● **VOTRE OBJECTIF**:
D'après le compte rendu de l'entretien de Moscou sur le Portugal, combien d'années Alvaro Cunhal a-t-il passées en prison ?

En avril 1975, une délégation du Parti socialiste conduite par François Mitterrand s’est rendue à Moscou. Pendant deux jours, elle a eu avec les dirigeants soviétiques Mikhaël Souslov et Boris Ponomarev des entretiens sur de nombreux sujets. L’un de ces entretiens a porté sur la situation au Portugal. En voici la teneur, d’après les notes prises par Claude Estier.
François Mitterrand — En ce qui concerne le Portugal, l’analyse est complexe. D’une façon générale, il y a les anticommunistes et il y a ceux qui ne sont pas communistes, comme les socialistes français, mais qui ne sont pas anticommunistes. Il faut être très précis dans la définition. Être concurrents des communistes ne peut signifier que l’on soit anticommuniste. On ne peut donc pas assimiler à l’anticommunisme le fait de se présenter en concurrent du Parti communiste. Au Portugal, communistes et socialistes sont devenus concurrents de façon désagréable. Il s’agissait d’apprécier la réalité du Mouvement des forces armées. Il y a toujours un problème quand l’armée devient un parti politique. Après discussions, les socialistes portugais ont accepté. La question a été résolue, mais elle se posait. Le Parti socialiste français a toujours recommandé aux socialistes portugais de rester alliés aux communistes. Et il ne faut pas oublier que tous les dirigeants socialistes ont lutté contre la dictature.
Mikhaïl Souslov — Alvaro Cunhal a passé quinze ans en prison.
François Mitterrand — C’est un homme remarquable, mais Mario Soares aussi et il faut trouver un terrain d’entente. Aucun parti de l’Internationale socialiste ne nous a demandé d’intervenir dans un sens anticommuniste. Nous pensons seulement que les communistes portugais ont été parfois trop violents dans leur langage et que les socialistes ne doivent pas être les seuls à faire des efforts.

● **ITEMS RÉPERTORIÉS**:
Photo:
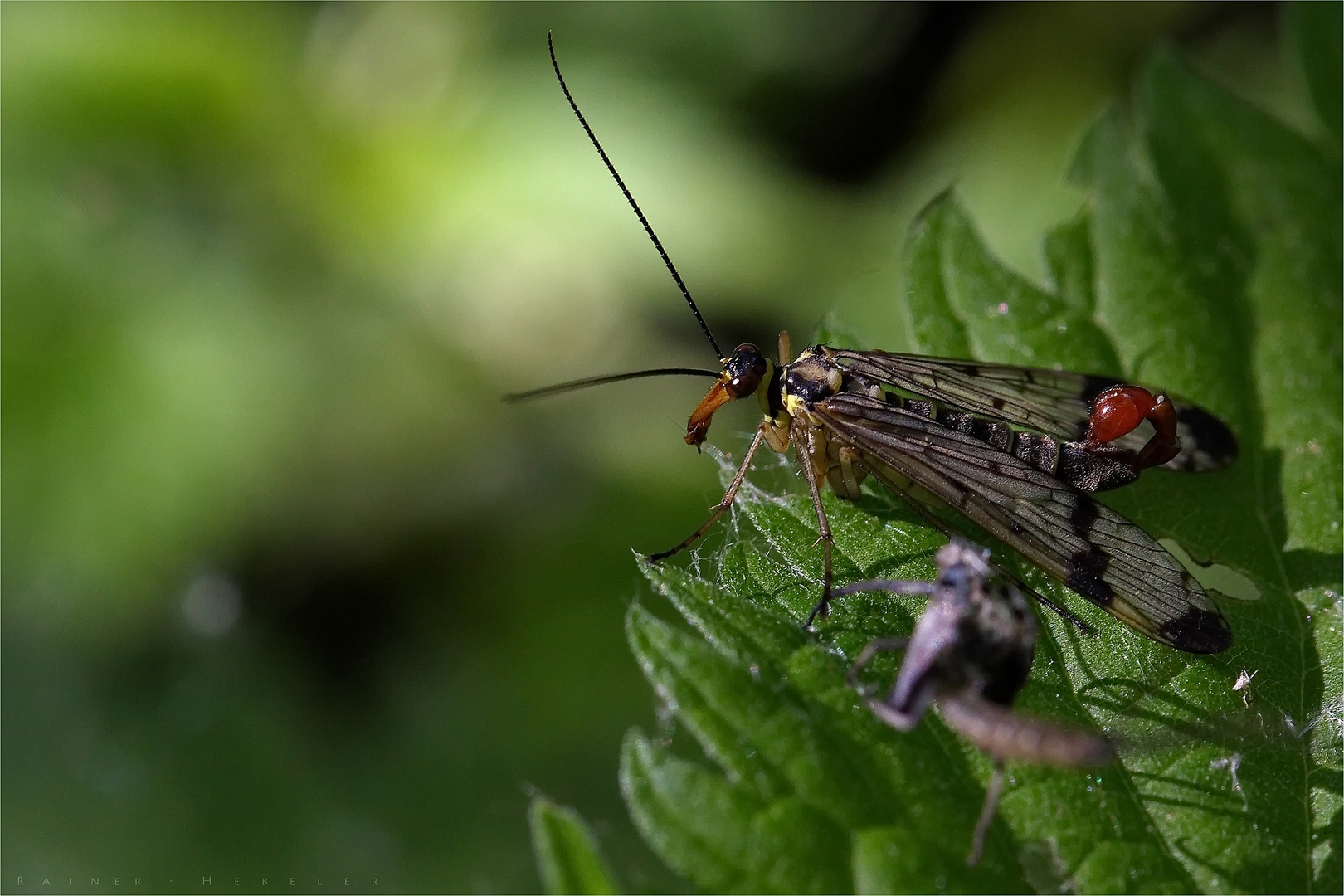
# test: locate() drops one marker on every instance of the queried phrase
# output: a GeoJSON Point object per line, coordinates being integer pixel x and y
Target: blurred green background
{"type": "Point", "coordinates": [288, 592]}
* * *
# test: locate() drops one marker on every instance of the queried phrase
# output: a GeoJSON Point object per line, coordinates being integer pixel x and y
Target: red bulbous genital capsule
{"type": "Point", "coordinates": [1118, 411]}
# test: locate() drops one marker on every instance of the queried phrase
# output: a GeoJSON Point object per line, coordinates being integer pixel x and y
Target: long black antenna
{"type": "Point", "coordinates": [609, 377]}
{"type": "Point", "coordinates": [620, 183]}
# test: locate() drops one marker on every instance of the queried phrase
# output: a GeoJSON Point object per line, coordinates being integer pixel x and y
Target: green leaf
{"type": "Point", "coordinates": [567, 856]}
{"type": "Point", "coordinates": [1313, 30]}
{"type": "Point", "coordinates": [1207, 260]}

● **RÉPONSE ATTENDUE**:
Quinze ans.